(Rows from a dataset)
-*-*-
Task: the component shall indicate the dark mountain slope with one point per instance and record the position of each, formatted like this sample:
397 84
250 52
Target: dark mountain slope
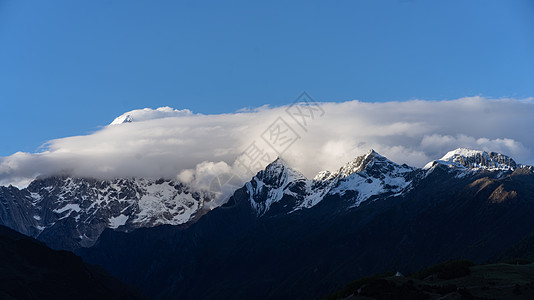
30 270
231 253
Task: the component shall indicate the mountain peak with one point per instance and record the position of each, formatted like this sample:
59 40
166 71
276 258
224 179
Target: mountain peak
122 119
475 160
279 168
361 163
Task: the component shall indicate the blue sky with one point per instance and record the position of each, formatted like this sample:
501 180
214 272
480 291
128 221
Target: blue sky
68 67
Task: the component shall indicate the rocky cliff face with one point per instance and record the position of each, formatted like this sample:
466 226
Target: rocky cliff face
68 213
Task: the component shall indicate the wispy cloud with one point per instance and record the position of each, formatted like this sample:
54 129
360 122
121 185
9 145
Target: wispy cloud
192 147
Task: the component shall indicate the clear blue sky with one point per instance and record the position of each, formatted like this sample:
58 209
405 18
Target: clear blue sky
67 67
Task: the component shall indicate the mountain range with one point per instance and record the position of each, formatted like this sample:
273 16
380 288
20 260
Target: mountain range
283 235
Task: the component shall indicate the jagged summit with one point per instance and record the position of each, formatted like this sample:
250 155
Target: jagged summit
279 170
463 158
122 119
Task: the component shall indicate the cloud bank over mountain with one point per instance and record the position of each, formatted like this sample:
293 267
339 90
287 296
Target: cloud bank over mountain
179 144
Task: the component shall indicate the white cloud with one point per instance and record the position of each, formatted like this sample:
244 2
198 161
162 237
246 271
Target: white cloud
194 148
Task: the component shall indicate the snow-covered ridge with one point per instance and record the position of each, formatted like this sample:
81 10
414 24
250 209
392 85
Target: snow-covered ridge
146 114
463 158
368 175
92 205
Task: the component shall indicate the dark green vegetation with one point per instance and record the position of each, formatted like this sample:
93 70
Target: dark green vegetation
231 253
31 270
450 280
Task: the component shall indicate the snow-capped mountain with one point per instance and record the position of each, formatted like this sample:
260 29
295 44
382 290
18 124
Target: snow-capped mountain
463 158
365 177
71 212
68 213
306 235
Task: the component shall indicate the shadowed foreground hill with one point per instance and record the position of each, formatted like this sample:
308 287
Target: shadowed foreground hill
449 280
30 270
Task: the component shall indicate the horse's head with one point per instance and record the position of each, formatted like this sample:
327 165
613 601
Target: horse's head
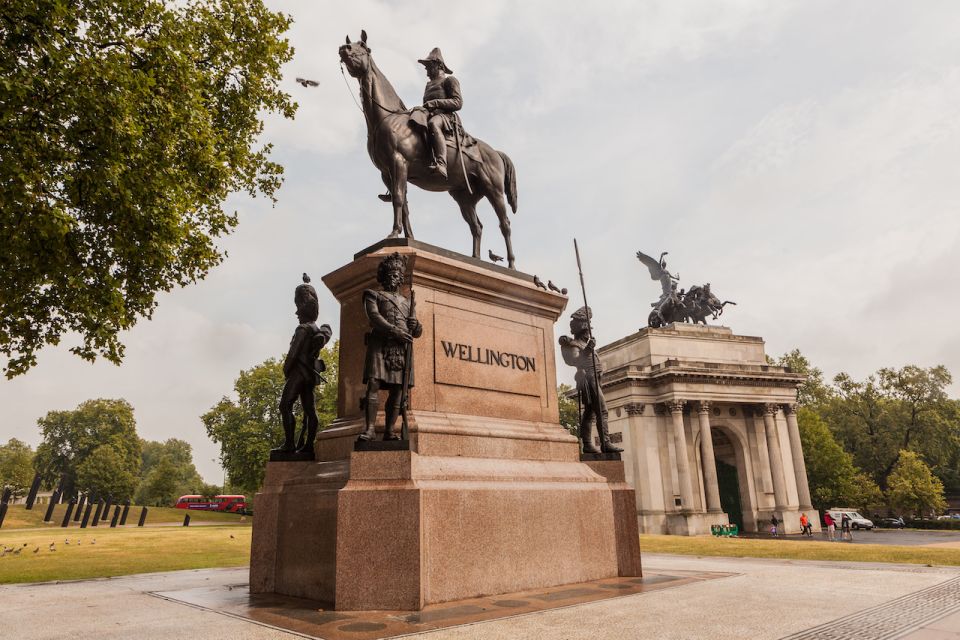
356 56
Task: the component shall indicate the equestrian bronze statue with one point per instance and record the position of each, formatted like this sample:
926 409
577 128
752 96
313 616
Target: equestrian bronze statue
679 306
428 147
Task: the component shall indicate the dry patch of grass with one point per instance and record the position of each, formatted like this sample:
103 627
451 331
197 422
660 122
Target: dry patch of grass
94 553
19 518
806 550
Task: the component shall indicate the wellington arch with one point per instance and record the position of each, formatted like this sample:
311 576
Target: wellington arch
710 395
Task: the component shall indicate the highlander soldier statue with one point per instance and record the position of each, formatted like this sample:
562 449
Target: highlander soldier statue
441 99
389 362
301 369
580 352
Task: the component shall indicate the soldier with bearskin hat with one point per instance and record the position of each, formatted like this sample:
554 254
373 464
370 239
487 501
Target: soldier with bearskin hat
393 326
580 352
301 370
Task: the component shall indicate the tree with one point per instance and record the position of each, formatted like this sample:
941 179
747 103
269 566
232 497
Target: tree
814 391
833 478
106 472
16 467
248 427
569 411
70 437
894 410
167 470
160 486
913 487
124 124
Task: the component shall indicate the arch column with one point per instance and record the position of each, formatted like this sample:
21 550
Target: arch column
711 486
796 452
683 464
776 457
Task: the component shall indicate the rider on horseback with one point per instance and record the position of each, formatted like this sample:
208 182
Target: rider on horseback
441 99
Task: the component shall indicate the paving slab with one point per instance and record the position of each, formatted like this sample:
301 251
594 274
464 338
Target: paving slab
766 599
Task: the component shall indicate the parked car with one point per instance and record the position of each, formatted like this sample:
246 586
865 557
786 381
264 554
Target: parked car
857 521
891 523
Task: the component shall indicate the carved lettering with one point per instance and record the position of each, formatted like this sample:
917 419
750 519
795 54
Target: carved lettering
491 357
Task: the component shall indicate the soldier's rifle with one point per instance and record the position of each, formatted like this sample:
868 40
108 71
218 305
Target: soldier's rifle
583 289
407 364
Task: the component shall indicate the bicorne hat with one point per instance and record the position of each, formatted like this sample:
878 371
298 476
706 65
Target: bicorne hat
435 56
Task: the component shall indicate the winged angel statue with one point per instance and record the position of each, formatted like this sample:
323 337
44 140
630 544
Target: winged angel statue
679 306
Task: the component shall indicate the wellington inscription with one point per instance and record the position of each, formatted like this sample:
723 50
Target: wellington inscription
492 357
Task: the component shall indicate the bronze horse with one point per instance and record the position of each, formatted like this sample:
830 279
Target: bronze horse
402 154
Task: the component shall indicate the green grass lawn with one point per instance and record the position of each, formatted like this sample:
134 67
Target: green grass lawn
753 548
19 518
115 552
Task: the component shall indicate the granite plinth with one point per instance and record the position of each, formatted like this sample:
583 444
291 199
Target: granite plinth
489 495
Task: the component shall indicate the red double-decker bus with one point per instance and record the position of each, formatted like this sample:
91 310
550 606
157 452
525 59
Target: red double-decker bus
226 503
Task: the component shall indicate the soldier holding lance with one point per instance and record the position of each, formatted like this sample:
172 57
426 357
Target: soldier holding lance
393 327
580 352
301 370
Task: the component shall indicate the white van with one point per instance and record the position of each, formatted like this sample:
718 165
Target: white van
857 521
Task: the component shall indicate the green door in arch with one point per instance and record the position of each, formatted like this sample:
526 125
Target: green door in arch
730 492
-*-*-
What you need to do.
Arrange every line of the records above as a JSON list of strings, one string per line, leaving out blank lines. Leave the pictures out of the answer.

Answer to this exercise.
[
  "Task: the component shall indicate the dark mountain slope with one point per instance and record the position of each, formatted like this sample:",
  "397 84",
  "250 52",
  "Target: dark mountain slope",
  "30 270",
  "231 253",
  "Task: the component shall indicate the mountain peak with one point per instance and record the position of each, formatted like this sample:",
  "59 40",
  "166 71",
  "276 258",
  "224 179",
  "Target: mountain peak",
  "122 119",
  "475 160",
  "279 168",
  "361 163",
  "Task: the component shall indicate the blue sky with one point per instance and record the position of each, formatted like this sample:",
  "501 180",
  "214 272",
  "480 291",
  "128 221",
  "Target: blue sky",
  "68 67",
  "Task: the component shall indicate the rocky cliff face with one point per instance and record the position of each, formatted like this sample:",
  "466 226",
  "Target: rocky cliff face",
  "68 213",
  "Task: the component shall indicate the wispy cloud with one point per instance and record the position of each, formatted like this sample:",
  "54 129",
  "360 122",
  "121 185",
  "9 145",
  "Target: wispy cloud",
  "192 147",
  "Task: the component shall indicate the clear blue sky with one point per instance and record the position of each, formatted like this sample:",
  "58 209",
  "405 18",
  "Target: clear blue sky",
  "67 67",
  "Task: the component shall indicate the mountain range with one point per instance and record the position of each, formatted like this sample:",
  "273 16",
  "380 288",
  "20 260",
  "Target: mountain range",
  "283 235",
  "Task: the component shall indicate the jagged summit with one point per instance and record the position of each, formatted like this sample:",
  "250 155",
  "Target: jagged summit",
  "279 170",
  "463 158",
  "122 119",
  "Task: the component shall indicate the cloud bank over mountain with one point per instance and record the position of each, formatted like this sample:",
  "293 267",
  "339 90",
  "287 296",
  "Target: cloud bank over mountain",
  "179 144",
  "Task: the component shall indicate the white cloud with one point per instance and record the position of each, formatted like this sample:",
  "244 2",
  "198 161",
  "162 237",
  "246 271",
  "Target: white cloud",
  "194 148",
  "Task: the component shall indicate the snow-covered ridge with one point per instance and record the position of each, formatted like this sample:",
  "81 10",
  "414 24",
  "250 209",
  "392 85",
  "Target: snow-covered ridge",
  "146 114",
  "463 158",
  "368 175",
  "92 205",
  "Task: the component shall indicate the dark green vegetation with one point per instance and record the position of each, formatted like this sample:",
  "93 70",
  "Target: dark green vegetation",
  "231 253",
  "31 270",
  "450 280",
  "Task: the component shall indicate the snow-capped mountain with one point per instance and record the position of each, formatted like this sample:",
  "260 29",
  "295 44",
  "382 290",
  "18 124",
  "Target: snow-capped mountain",
  "463 158",
  "365 177",
  "71 212",
  "68 213",
  "306 235",
  "Task: the component shall indicate the shadowed foreground hill with one point per instance and record the position of each, formatted like this sample:",
  "308 287",
  "Target: shadowed foreground hill",
  "449 280",
  "30 270",
  "Task: the component shall indicate the horse's head with one point per instance and record the position of each, formatted like this sample:",
  "327 165",
  "613 601",
  "Target: horse's head",
  "356 56",
  "Task: the component shall indicate the equestrian bronze statue with one point per instance and record the position of each, formatted like this sample:",
  "926 409",
  "577 128",
  "752 96",
  "313 616",
  "Target: equestrian bronze statue",
  "679 306",
  "428 147",
  "Task: the component shall indicate the dry patch of grass with one point per instance and record the position of each, formatted like this sample:",
  "103 627",
  "451 331",
  "197 422",
  "660 122",
  "Target: dry patch of grass",
  "94 553",
  "19 518",
  "806 550",
  "Task: the component shall indicate the wellington arch with one point per instance and record the position of each, formatted like this sample:",
  "311 576",
  "Target: wellington arch",
  "710 395",
  "Task: the component shall indicate the highlander soldier statue with one point per instance and record the position of each, formatted like this sample:",
  "562 449",
  "Target: highlander soldier statue",
  "441 99",
  "389 362",
  "301 369",
  "580 352",
  "Task: the component shall indicate the soldier with bearskin hat with one point per instance and record the position of each, formatted like this sample:",
  "554 254",
  "373 464",
  "370 239",
  "487 501",
  "Target: soldier with bearskin hat",
  "393 326",
  "580 352",
  "301 370",
  "Task: the component shall indicate the tree with one point per instance and record the position of each, formatted like this sample:",
  "941 179",
  "747 103",
  "269 566",
  "232 497",
  "Target: tree",
  "814 391",
  "833 478",
  "106 472",
  "16 467",
  "248 427",
  "569 411",
  "70 437",
  "894 410",
  "167 470",
  "160 486",
  "913 487",
  "124 124",
  "Task: the component shall indicate the arch column with one point per instance and record the position of each, formatted like this sample:",
  "21 550",
  "Target: arch column",
  "711 486",
  "796 452",
  "683 464",
  "776 457",
  "Task: the component shall indicate the rider on horseback with one point per instance and record the position of each, formatted like this sample:",
  "208 182",
  "Target: rider on horseback",
  "441 99",
  "Task: the component shall indicate the paving slab with one point per instance and record the position of each, formatted like this sample:",
  "301 251",
  "594 274",
  "464 338",
  "Target: paving slab",
  "766 599",
  "Task: the component shall indicate the parked car with one point per instance and record the position of each, formatted like this sample:",
  "246 586",
  "865 557",
  "786 381",
  "264 554",
  "Target: parked car",
  "857 521",
  "891 523",
  "Task: the component shall indicate the carved lettering with one point per instance and record the position of each, formatted like this sample:",
  "917 419",
  "750 519",
  "795 54",
  "Target: carved lettering",
  "491 357",
  "Task: the component shall indicate the soldier's rifle with one point per instance and record the position of each, formatted like this sample:",
  "868 40",
  "108 71",
  "218 305",
  "Target: soldier's rifle",
  "583 289",
  "407 364",
  "Task: the component shall indicate the bicorne hat with one point per instance and record the position of each, formatted like this sample:",
  "878 371",
  "298 476",
  "706 65",
  "Target: bicorne hat",
  "435 56",
  "Task: the component shall indicate the winged angel statue with one point per instance and record the position of each, formatted like this sample:",
  "323 337",
  "44 140",
  "630 544",
  "Target: winged angel statue",
  "679 306",
  "Task: the component shall indicate the wellington inscription with one point per instance and record the position of each, formatted like this sample:",
  "723 50",
  "Target: wellington inscription",
  "492 357",
  "Task: the component shall indicate the bronze horse with one point per instance and record the position of each, formatted like this sample:",
  "830 279",
  "Target: bronze horse",
  "402 154",
  "Task: the component shall indicate the green grass lawn with one point per instance and record the position of each, formatted like this sample:",
  "134 67",
  "Target: green grass lawn",
  "753 548",
  "19 518",
  "115 552",
  "Task: the component shall indicate the granite plinth with one point per instance and record the position of each, formatted like this sample:",
  "583 444",
  "291 199",
  "Target: granite plinth",
  "489 495",
  "Task: the component shall indicate the red double-decker bus with one point per instance and record the position of each, formatted like this sample:",
  "91 310",
  "550 606",
  "157 452",
  "525 59",
  "Target: red double-decker bus",
  "226 503",
  "Task: the component shall indicate the soldier holding lance with one point per instance and record the position of each, formatted like this sample:",
  "172 57",
  "426 357",
  "Target: soldier holding lance",
  "393 327",
  "580 352",
  "301 370",
  "Task: the component shall indicate the white van with one point per instance and record the position of each, formatted like this sample:",
  "718 165",
  "Target: white van",
  "857 521",
  "Task: the component shall indicate the green door in arch with one point per instance and record the position of each, formatted like this sample:",
  "526 125",
  "Target: green door in arch",
  "730 492"
]